* **What you should do**:
Repeat the data word for word, excluding every picture.

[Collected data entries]

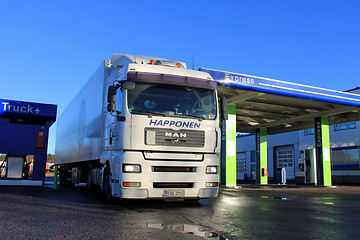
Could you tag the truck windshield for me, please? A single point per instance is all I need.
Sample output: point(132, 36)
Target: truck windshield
point(171, 100)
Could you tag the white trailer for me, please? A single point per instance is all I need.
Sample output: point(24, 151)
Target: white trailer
point(143, 127)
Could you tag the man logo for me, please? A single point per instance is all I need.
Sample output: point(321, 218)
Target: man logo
point(175, 134)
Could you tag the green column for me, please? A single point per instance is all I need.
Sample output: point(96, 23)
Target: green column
point(322, 144)
point(261, 156)
point(231, 146)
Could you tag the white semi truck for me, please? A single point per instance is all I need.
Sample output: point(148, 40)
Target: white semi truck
point(143, 127)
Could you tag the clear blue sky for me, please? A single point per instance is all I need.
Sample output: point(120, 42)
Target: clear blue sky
point(48, 49)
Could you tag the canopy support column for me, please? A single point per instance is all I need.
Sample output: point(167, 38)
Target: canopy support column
point(261, 156)
point(322, 145)
point(230, 162)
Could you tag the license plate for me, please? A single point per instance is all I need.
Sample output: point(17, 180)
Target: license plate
point(174, 227)
point(174, 193)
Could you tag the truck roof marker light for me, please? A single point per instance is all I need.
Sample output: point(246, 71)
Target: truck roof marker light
point(131, 184)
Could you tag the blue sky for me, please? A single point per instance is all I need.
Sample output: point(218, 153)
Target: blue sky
point(48, 49)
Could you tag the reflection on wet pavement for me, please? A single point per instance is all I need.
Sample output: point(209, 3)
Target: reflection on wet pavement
point(187, 228)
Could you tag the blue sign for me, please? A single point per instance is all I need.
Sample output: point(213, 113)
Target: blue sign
point(26, 110)
point(267, 85)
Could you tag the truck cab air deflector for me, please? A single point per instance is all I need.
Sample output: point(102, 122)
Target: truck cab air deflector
point(171, 79)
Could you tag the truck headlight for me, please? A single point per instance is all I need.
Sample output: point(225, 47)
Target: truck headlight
point(131, 168)
point(211, 169)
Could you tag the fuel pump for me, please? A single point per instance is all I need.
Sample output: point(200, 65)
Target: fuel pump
point(310, 166)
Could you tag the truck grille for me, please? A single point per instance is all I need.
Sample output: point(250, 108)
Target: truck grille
point(172, 185)
point(173, 169)
point(175, 138)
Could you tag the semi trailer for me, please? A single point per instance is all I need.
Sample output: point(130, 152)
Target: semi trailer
point(142, 128)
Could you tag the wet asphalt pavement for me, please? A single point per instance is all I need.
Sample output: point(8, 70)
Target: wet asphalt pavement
point(245, 213)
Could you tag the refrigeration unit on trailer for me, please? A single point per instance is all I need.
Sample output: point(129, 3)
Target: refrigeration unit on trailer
point(143, 127)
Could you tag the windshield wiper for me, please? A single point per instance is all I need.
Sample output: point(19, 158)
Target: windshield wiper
point(149, 113)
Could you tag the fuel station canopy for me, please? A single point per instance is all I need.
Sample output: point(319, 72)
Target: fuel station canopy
point(267, 106)
point(281, 106)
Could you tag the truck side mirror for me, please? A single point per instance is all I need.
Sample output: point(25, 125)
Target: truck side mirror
point(223, 107)
point(127, 85)
point(112, 94)
point(111, 107)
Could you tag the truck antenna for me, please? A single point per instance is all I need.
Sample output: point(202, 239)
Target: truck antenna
point(134, 54)
point(193, 60)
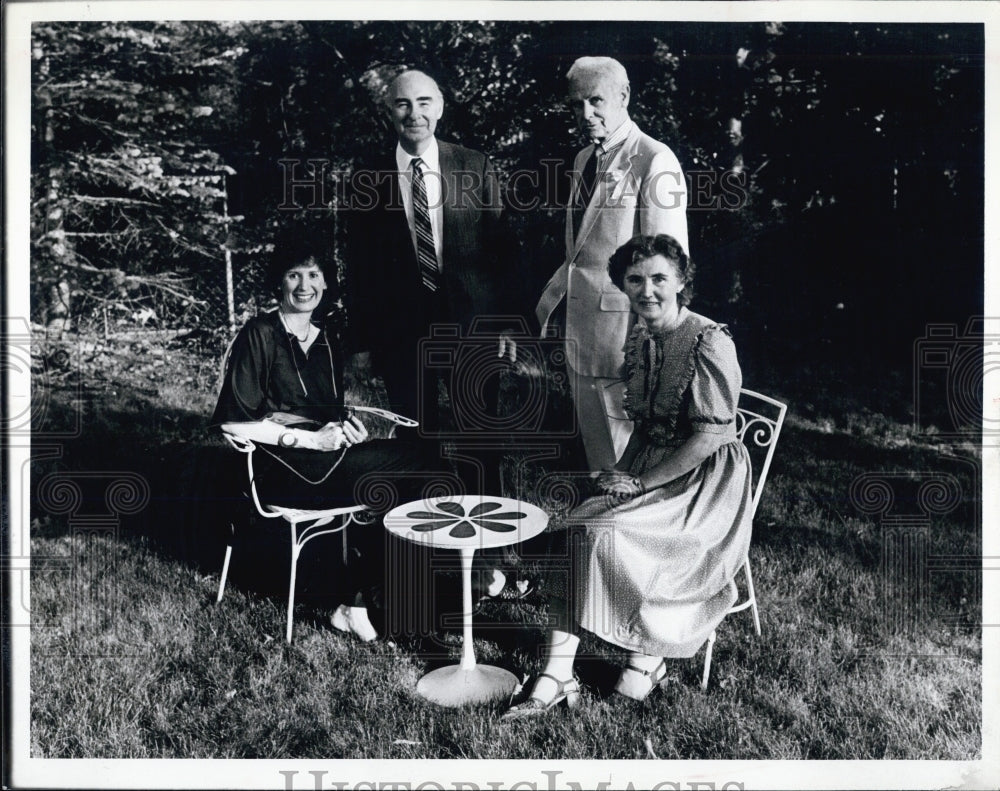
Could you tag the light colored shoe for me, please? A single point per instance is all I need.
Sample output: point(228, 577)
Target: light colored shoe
point(654, 676)
point(568, 691)
point(355, 621)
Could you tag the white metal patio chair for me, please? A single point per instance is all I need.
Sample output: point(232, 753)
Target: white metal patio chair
point(304, 525)
point(758, 424)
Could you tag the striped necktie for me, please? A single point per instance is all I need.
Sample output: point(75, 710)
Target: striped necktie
point(588, 180)
point(426, 255)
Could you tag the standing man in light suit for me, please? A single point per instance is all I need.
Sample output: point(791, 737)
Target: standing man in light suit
point(624, 183)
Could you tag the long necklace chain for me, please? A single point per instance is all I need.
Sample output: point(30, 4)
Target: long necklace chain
point(295, 362)
point(281, 314)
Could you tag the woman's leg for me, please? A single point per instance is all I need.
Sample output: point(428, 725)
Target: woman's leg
point(560, 651)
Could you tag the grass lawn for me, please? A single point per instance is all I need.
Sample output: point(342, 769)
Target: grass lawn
point(870, 645)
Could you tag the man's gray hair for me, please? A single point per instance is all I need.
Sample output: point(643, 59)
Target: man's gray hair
point(603, 66)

* **Task result**:
Could you tag the truck windshield for me, please? A single point per instance is all I need.
Sample output: point(132, 36)
Target: truck windshield
point(171, 100)
Could you tag the white trailer for me, please? A single point per instance is all I need.
Sample output: point(24, 151)
Target: white trailer
point(143, 127)
Could you tag the man logo for me, please? A single point per instance is all I need.
Sample output: point(321, 218)
Target: man logo
point(175, 134)
Could you tag the green column for me, please? A single point per instance is all I need.
Sample output: point(96, 23)
Target: green column
point(322, 144)
point(261, 156)
point(231, 146)
Could you tag the white semi truck for me, please? A single point per instance is all I need.
Sample output: point(148, 40)
Target: white semi truck
point(143, 127)
Could you tag the clear blue sky for me, please? A single point per instance is all I need.
Sample output: point(120, 42)
Target: clear blue sky
point(48, 49)
Could you tag the canopy support column for me, please? A single point per instance is all I need.
Sample output: point(167, 38)
Target: canopy support column
point(261, 156)
point(322, 145)
point(230, 162)
Could you tag the license plate for me, please? A single point per instance is all I need.
Sample output: point(17, 180)
Target: license plate
point(174, 227)
point(174, 193)
Could you tag the truck roof marker light for me, please? A single point per instance is all I need.
Sample output: point(246, 71)
Target: truck roof marker light
point(131, 184)
Could you tag the blue sky for me, please? A single point per instance is all I need.
Sample output: point(218, 153)
Target: blue sky
point(48, 49)
Could you tag the reflection on wet pavement for me, please? A single point per instance is all I need.
Sample output: point(209, 3)
Target: reflection on wet pavement
point(187, 228)
Could you tag the blue sign for me, please? A single point per instance is all I need.
Sample output: point(213, 113)
Target: blue sign
point(26, 110)
point(267, 85)
Could you tag the truck cab air deflector for me, please? A single point per instance is all I need.
Sample output: point(102, 122)
Target: truck cab air deflector
point(171, 79)
Could you tag the truck headlight for me, please? A single point per instance is all I need.
Sample output: point(225, 47)
Target: truck headlight
point(131, 168)
point(211, 169)
Could you tag the fuel pump for me, please? A single point per instance is all I need.
Sample output: point(200, 65)
Target: fuel pump
point(310, 166)
Could you tag the truck grille for me, please? A single point per instance is all I need.
Sample output: point(250, 108)
Target: truck grille
point(172, 185)
point(173, 169)
point(175, 138)
Could you tag the semi trailer for me, please? A single point per instance is all I need.
Sample output: point(130, 152)
Target: semi trailer
point(142, 128)
Could you tag the wet asphalt pavement for me, please? A single point per instance is all I need.
Sample output: point(8, 70)
Target: wet asphalt pavement
point(245, 213)
Could you tag the refrigeration unit on trailer for me, please? A single point per instance is all I need.
Sample output: point(129, 3)
Target: refrigeration unit on trailer
point(143, 127)
Could you tag the windshield wiper for me, please? A single point per instance is all I need.
Sample output: point(19, 158)
Target: windshield wiper
point(149, 113)
Could you tag the fuel station canopy for me, please? A single point per instance is all I need.
Sample output: point(319, 72)
Target: fuel station canopy
point(267, 106)
point(281, 106)
Could you tag the truck side mirror for me, please? A single point per instance is all I need.
Sample output: point(25, 125)
Target: truck side mirror
point(223, 107)
point(127, 85)
point(112, 94)
point(111, 107)
Could you tag the truck antenna for me, please? A single point per instance is all I need.
Sample output: point(202, 239)
Target: truck antenna
point(134, 54)
point(193, 60)
Could you tag the light colored shoe for me, please? A single point per instance is all I need.
Sample output: point(228, 577)
Target: light colored shoe
point(654, 676)
point(568, 691)
point(355, 621)
Could you tag the white metal patio chair for me, please? A single point per instance is all I need.
Sample output: point(232, 753)
Target: white metal patio chair
point(304, 525)
point(758, 424)
Could you tag the striped necktie for me, please? A single point per instance is all I need.
Sample output: point(75, 710)
Target: striped necktie
point(588, 180)
point(426, 255)
Could you tag the standing man in light suit for me, please? A single point per instance is all I need.
Sample output: point(791, 737)
Target: standing man in light suit
point(624, 183)
Could you tag the long necklace chain for me, please? A single point per instance is all I need.
Sample output: point(30, 4)
Target: long necklace chain
point(295, 362)
point(281, 314)
Could you tag the woman's leg for me, please? A single point per instance is all I need.
Sample output: point(428, 725)
Target: woman's leg
point(560, 651)
Could you tag the grass lawn for me, please? A single point per instance is all I need.
Sample output: point(342, 769)
Target: grass lawn
point(870, 645)
Could you tag the man's gray hair for me, please? A single point per instance is all I need.
Sample output: point(643, 59)
Target: man's gray hair
point(603, 66)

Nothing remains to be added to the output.